Saved data entries

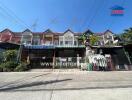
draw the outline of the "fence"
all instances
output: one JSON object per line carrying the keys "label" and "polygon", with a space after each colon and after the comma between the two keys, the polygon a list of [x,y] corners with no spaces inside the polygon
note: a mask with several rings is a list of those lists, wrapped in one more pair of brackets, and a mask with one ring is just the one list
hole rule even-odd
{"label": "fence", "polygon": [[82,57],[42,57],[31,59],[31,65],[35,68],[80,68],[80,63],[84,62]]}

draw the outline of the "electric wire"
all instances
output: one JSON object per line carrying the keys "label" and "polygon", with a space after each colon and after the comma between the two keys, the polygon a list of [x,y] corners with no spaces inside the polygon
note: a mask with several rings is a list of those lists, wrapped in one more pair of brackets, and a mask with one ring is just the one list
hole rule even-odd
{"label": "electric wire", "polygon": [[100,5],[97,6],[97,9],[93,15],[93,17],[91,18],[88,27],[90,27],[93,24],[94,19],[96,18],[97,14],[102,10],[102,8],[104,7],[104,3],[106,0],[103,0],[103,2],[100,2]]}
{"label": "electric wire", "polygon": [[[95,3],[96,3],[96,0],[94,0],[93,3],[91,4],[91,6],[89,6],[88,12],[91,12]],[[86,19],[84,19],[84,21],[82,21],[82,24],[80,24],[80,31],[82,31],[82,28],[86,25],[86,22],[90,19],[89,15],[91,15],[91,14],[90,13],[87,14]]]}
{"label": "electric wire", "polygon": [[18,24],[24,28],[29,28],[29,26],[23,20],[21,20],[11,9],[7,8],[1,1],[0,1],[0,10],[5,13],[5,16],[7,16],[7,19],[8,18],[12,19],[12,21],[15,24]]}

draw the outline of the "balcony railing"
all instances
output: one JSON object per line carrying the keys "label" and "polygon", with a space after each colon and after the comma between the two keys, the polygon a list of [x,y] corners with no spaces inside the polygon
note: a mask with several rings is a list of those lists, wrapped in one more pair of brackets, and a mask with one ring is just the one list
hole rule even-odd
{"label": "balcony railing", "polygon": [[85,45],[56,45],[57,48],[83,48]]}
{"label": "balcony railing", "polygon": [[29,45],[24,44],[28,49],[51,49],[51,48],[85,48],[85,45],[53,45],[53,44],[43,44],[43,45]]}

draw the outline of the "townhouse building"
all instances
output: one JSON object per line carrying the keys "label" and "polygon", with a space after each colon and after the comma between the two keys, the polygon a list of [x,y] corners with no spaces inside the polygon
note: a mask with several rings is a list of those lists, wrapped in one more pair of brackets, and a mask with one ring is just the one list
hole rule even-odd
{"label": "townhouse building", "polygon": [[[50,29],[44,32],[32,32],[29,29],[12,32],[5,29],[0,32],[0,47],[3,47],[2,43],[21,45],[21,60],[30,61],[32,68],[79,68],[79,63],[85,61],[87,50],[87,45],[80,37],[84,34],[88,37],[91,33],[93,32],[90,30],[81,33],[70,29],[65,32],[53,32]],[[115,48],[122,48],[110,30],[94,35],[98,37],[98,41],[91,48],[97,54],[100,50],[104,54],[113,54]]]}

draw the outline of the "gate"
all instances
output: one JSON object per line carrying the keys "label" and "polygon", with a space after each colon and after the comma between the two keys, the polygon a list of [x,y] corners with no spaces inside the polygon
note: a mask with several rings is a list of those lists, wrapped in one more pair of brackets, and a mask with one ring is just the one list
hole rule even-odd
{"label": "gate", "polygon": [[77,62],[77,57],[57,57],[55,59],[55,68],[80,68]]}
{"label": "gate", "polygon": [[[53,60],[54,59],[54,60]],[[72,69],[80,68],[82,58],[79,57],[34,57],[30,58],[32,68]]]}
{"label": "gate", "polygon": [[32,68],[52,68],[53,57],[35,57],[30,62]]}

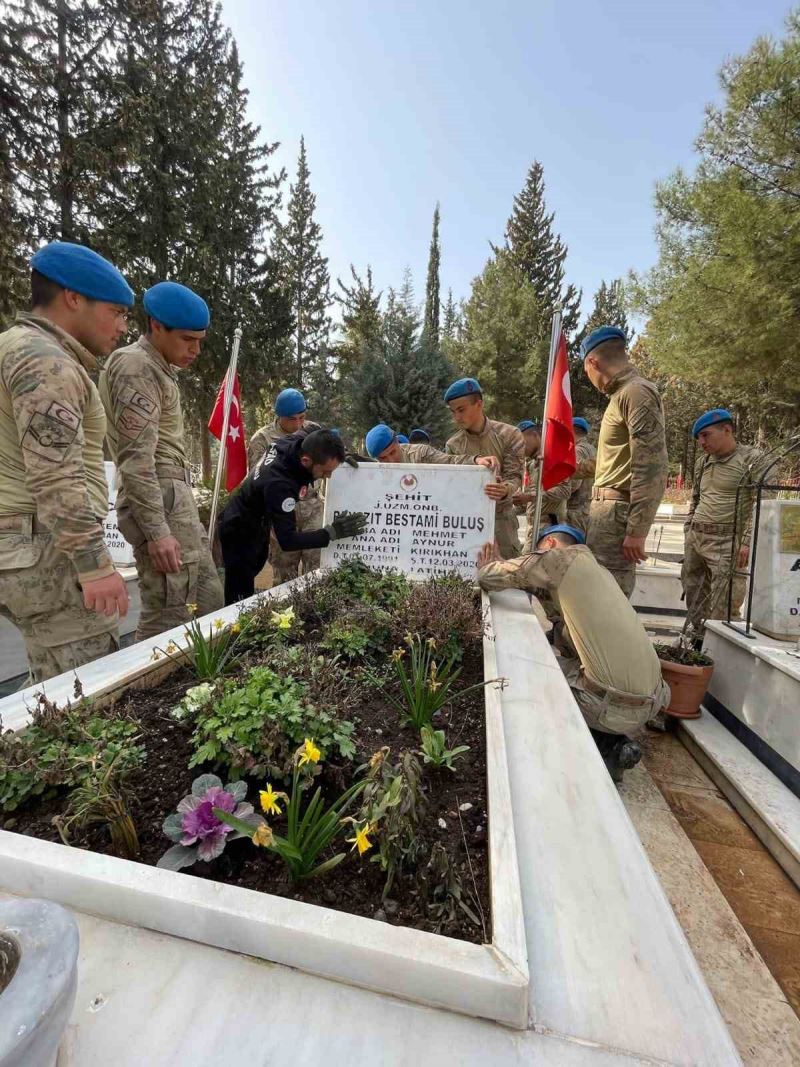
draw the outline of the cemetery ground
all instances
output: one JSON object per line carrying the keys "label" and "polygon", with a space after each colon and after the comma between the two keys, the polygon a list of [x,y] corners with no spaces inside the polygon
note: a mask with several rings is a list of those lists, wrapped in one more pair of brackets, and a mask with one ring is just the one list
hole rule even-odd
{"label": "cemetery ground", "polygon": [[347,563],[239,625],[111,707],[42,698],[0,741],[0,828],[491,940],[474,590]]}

* * *

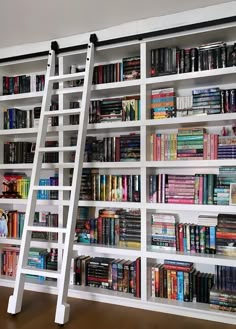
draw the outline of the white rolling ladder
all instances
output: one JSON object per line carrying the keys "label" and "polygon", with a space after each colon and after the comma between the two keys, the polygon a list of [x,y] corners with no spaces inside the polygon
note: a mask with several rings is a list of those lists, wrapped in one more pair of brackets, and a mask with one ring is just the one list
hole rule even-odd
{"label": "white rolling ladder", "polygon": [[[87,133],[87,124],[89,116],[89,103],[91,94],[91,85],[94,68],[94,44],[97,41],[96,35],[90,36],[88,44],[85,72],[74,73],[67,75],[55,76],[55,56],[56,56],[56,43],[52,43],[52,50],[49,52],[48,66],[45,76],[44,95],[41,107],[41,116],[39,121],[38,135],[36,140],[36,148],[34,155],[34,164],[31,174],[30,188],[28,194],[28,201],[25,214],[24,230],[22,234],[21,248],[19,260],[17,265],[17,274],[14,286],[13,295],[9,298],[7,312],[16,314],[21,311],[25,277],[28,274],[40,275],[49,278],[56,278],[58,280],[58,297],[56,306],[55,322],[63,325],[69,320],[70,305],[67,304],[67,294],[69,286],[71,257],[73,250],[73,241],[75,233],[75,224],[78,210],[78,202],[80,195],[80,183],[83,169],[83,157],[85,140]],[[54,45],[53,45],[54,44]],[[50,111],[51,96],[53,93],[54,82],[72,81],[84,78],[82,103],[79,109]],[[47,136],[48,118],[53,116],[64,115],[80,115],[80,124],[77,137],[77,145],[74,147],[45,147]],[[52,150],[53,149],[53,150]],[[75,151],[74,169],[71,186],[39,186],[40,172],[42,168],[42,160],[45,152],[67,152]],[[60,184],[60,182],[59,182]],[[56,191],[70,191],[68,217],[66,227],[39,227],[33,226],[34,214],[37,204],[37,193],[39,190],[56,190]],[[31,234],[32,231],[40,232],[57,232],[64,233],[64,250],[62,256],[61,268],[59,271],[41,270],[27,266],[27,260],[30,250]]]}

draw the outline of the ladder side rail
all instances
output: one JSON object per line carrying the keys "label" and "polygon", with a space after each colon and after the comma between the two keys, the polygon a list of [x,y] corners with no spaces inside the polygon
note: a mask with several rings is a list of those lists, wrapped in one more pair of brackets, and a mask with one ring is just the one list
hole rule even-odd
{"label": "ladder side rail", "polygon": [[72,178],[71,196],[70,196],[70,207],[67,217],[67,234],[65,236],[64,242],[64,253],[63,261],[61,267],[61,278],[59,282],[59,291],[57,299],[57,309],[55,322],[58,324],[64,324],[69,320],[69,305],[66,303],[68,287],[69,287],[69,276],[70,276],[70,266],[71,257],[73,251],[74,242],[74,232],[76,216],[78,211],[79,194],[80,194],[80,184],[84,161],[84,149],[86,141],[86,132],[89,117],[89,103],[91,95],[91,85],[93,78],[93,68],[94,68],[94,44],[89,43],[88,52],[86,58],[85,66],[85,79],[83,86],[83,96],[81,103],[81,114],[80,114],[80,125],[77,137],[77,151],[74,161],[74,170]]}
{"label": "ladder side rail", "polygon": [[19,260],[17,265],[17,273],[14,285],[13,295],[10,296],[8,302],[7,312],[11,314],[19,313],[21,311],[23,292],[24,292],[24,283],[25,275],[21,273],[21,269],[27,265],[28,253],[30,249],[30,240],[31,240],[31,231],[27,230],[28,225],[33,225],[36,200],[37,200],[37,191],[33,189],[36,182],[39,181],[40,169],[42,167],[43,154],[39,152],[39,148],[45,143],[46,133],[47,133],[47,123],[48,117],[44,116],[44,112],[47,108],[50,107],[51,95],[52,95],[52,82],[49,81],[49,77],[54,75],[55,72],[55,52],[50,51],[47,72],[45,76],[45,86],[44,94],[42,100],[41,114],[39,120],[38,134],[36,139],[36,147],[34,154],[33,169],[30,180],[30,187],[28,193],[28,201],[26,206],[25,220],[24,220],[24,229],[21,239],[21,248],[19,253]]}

WHAT TO DO:
Look through the entries and return every line where "draw" appears.

SOLVED EXERCISE:
draw the outline of the "fence"
draw the outline of the "electric wire"
draw the outline of the "balcony railing"
draw the outline of the "townhouse building"
draw the outline of the "gate"
draw the outline of the cemetery ground
draw the outline of the white rolling ladder
draw the outline of the ladder side rail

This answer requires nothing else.